DIRECTIVE 1: Show every line of the records that contains the word "peony", copying each such line in full.

* start EXTRACT *

In this story, Wallace sees keenly the conflicts humans face when religious belief clashes against the existential reality we all inhabit, and when moral conscience is at odds with selfish interest. Wallace adds layer upon layer of torment to the poor couple's plight as the young man struggles within himself, turning every which way for a way out.

The story continues with them having already edged up to the likelihood of an abortion, but with each reluctant to make the final decision, until now is their last chance to decide how to go forward. Complicating the situation is that, of course, it is not a good time. Her having the child will upset his plans for work after junior college and also her plans to go off to college. Further complication is his feeling that he doesn't truly love her, and his surmise that she also knows that to be the case. He hasn't quite figured out what to say to her to get her to opt for the abortion without his accepting responsibility or sounding as if he is suggesting it. Nor has he figured out how to square their sinful situation with their religious beliefs , family and church membership. Finally, time for thinking runs out and the time for action is at hand, just as Wallace concludes the story with an incipient and possibly ambiguous resolution for the reader to think about.

This story shows Wallace to be deeply insightful about the human condition and is, I think, a work of genius. Now, I realize that up above I said that the story revised my level of interest in Wallace, and I know that only a single story I have read might not be exemplary of his general talent. But I think that, in both style and content, it is unlike anything else I have read and that every work of creative genius deserves widespread admiration and respect. This work of genius is connected with the name David Foster Wallace.

* end EXTRACT *
* start WORKING DATA *

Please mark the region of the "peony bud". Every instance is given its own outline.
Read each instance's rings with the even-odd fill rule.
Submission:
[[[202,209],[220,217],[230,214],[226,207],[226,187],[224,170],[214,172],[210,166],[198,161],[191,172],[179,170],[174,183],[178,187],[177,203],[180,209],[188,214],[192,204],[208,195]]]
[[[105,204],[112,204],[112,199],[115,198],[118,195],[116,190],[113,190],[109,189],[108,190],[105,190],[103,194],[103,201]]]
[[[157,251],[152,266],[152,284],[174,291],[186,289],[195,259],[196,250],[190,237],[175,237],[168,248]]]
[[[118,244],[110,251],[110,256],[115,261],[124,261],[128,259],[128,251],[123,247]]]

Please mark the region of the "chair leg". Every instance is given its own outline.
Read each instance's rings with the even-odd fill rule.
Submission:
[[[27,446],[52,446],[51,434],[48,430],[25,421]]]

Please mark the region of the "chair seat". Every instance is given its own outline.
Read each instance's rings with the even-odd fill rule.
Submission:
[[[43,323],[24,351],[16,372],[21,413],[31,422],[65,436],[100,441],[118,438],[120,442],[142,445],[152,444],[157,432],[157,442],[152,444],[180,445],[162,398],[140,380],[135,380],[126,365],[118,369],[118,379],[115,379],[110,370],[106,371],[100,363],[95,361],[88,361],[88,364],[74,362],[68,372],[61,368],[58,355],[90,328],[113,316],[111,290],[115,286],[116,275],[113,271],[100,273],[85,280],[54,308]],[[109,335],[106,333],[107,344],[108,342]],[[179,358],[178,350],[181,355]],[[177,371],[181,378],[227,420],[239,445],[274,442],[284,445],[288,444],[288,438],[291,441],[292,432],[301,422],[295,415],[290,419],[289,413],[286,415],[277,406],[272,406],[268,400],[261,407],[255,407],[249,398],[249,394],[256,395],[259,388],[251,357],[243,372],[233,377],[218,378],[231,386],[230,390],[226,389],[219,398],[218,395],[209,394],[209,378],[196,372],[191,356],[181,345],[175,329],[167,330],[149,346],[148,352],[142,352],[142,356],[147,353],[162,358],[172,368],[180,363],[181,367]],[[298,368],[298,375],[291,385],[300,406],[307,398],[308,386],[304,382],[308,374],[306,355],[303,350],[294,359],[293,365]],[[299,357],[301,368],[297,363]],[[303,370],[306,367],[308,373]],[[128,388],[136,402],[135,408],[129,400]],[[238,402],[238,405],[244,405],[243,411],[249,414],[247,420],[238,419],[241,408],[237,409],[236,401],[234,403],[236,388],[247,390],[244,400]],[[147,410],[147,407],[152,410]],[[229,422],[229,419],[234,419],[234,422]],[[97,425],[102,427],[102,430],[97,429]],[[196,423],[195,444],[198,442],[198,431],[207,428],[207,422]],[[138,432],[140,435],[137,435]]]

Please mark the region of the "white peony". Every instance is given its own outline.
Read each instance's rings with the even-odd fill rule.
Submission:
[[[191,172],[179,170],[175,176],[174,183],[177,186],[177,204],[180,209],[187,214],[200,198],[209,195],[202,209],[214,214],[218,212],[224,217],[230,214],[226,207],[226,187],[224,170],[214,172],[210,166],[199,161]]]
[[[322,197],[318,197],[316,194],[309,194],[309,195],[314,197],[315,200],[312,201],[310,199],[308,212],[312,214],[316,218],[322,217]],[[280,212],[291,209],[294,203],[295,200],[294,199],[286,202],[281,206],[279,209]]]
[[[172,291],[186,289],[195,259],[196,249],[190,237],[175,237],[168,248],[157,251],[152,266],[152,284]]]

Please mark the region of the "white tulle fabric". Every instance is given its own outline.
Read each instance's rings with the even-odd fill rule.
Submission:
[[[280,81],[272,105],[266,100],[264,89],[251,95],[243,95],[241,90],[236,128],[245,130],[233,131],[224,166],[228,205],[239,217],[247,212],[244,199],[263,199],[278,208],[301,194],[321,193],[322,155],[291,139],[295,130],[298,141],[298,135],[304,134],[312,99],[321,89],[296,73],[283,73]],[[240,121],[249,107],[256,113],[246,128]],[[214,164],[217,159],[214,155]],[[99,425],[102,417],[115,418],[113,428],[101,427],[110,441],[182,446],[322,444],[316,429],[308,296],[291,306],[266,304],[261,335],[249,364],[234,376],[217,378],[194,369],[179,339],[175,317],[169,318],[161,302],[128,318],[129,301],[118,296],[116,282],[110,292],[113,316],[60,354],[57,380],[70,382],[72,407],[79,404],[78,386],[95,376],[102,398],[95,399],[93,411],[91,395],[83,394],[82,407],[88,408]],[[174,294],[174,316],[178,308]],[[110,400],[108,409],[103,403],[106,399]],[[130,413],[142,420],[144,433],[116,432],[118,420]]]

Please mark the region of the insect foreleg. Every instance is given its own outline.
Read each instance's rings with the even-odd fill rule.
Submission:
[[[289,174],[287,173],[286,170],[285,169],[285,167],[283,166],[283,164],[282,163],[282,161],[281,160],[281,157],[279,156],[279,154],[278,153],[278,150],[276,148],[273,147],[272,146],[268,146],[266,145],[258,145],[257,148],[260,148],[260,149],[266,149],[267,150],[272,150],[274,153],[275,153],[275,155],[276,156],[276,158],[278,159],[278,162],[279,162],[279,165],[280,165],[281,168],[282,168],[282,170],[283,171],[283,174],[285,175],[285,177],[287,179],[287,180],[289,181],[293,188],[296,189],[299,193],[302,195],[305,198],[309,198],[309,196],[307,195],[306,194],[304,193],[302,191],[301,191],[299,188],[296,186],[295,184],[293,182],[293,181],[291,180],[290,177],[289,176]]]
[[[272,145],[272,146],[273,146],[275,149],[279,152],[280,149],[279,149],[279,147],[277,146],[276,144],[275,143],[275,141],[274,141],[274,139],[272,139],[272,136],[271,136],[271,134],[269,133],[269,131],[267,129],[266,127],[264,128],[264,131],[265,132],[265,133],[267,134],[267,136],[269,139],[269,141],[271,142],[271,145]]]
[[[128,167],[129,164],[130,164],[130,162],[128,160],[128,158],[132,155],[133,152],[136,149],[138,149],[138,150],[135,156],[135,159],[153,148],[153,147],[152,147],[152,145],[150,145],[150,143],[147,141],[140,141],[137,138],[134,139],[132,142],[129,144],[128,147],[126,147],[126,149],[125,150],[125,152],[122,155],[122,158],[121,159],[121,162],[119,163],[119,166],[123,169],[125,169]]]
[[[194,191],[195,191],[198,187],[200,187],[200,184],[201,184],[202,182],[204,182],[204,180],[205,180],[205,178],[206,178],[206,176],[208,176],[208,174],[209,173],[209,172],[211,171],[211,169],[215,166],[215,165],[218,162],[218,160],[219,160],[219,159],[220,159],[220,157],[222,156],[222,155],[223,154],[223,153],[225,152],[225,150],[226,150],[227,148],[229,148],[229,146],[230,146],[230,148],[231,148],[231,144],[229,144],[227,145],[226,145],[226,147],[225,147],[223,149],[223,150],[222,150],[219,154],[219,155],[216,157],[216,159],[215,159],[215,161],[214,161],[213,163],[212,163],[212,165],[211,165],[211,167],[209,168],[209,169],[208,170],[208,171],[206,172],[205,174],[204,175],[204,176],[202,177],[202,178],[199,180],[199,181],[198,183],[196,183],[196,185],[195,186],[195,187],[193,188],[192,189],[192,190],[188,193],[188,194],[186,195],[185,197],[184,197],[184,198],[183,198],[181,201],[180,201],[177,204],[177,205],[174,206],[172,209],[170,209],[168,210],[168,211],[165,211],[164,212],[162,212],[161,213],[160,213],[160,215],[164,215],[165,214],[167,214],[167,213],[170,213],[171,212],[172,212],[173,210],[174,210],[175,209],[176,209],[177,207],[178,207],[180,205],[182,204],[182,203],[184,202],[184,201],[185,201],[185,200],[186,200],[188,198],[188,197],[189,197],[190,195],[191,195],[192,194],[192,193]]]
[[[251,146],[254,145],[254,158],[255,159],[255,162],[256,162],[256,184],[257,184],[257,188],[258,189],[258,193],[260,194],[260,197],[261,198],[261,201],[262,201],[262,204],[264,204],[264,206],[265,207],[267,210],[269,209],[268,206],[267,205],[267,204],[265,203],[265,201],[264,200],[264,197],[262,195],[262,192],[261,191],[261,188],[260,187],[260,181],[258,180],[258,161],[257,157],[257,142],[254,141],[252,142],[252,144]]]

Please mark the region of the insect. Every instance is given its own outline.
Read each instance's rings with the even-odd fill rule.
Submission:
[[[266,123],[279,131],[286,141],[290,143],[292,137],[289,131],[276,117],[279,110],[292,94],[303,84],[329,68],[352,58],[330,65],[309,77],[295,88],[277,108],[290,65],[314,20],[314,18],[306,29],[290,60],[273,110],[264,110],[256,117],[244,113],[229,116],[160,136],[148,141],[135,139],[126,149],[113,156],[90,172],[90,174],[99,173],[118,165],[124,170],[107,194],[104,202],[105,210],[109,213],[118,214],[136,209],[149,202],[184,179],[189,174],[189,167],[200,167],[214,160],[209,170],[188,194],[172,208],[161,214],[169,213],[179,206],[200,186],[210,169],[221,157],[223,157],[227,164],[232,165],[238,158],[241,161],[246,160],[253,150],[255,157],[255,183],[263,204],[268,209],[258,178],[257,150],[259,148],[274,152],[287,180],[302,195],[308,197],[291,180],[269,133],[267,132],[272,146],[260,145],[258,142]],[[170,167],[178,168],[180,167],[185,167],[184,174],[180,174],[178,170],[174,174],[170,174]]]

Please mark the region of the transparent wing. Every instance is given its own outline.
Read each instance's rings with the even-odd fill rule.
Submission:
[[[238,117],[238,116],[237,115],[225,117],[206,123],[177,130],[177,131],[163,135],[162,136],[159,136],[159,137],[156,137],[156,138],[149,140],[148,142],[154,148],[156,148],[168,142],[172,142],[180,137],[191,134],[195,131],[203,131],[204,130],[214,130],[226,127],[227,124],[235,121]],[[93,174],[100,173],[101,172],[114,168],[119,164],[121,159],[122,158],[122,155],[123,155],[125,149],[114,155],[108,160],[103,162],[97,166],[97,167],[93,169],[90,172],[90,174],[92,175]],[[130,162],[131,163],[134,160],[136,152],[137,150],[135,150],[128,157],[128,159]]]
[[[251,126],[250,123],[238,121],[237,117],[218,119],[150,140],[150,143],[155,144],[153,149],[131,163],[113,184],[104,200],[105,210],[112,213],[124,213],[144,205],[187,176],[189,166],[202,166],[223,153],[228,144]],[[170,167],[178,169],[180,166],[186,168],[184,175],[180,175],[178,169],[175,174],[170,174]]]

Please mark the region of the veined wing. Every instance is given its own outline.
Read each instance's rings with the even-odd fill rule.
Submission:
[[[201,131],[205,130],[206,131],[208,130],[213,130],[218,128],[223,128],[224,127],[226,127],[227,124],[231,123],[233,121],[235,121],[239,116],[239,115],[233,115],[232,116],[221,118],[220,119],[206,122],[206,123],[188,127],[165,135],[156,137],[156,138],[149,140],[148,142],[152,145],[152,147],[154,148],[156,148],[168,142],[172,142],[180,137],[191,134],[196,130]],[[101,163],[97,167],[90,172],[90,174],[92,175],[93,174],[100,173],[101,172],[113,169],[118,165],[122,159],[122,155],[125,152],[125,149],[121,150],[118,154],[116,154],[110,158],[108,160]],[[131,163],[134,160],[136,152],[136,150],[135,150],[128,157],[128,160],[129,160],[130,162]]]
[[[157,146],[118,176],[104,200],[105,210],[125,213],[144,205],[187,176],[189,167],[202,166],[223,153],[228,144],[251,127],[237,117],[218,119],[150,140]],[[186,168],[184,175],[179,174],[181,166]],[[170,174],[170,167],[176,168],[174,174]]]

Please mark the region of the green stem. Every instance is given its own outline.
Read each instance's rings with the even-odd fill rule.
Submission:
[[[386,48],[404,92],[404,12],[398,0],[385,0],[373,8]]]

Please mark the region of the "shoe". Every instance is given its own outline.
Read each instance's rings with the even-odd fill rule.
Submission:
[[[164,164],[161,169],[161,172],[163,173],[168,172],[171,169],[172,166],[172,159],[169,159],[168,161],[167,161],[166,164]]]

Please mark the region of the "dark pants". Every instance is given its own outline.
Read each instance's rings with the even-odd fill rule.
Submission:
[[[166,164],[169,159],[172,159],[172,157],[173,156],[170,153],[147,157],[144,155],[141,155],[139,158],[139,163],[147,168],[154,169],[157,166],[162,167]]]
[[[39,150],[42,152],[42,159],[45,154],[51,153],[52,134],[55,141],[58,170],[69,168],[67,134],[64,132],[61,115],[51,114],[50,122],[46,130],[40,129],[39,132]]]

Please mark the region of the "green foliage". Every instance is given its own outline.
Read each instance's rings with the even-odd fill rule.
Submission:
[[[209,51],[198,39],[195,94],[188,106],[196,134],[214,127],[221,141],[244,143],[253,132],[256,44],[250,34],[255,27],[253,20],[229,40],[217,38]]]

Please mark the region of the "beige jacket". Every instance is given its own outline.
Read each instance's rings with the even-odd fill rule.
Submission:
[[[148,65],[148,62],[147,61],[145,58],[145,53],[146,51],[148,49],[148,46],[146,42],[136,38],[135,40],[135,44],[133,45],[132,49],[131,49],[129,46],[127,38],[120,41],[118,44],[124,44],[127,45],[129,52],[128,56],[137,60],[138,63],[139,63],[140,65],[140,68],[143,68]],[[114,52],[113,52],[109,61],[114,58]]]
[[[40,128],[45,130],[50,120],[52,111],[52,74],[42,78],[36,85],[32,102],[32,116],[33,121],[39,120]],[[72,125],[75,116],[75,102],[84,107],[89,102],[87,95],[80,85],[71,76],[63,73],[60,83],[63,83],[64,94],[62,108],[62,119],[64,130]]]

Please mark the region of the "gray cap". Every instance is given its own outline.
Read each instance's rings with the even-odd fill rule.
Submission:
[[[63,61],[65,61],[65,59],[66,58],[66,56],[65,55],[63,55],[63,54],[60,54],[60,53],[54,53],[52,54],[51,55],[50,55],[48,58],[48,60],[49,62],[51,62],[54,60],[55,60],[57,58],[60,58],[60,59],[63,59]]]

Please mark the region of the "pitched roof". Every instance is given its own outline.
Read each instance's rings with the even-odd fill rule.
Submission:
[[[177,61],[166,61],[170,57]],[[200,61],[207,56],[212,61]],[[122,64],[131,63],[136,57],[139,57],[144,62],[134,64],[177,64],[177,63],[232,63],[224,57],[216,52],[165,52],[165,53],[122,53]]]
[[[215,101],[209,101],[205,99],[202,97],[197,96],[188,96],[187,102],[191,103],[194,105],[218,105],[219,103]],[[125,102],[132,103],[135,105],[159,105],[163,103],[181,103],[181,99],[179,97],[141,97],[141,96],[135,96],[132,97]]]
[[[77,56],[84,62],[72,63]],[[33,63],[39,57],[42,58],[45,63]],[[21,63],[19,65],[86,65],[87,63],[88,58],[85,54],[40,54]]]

* end WORKING DATA *

DIRECTIVE 2: In the passage about the Wallace story, whose plans would be upset by her having the child, and what are those plans?

COMPLETE ANSWER 1:
Please mark the region of the "peony bud". Every instance is given its own outline.
Please mark the region of the "white peony". Every instance is given its own outline.

COMPLETE ANSWER 2: His plans for work after junior college and her plans to go off to college.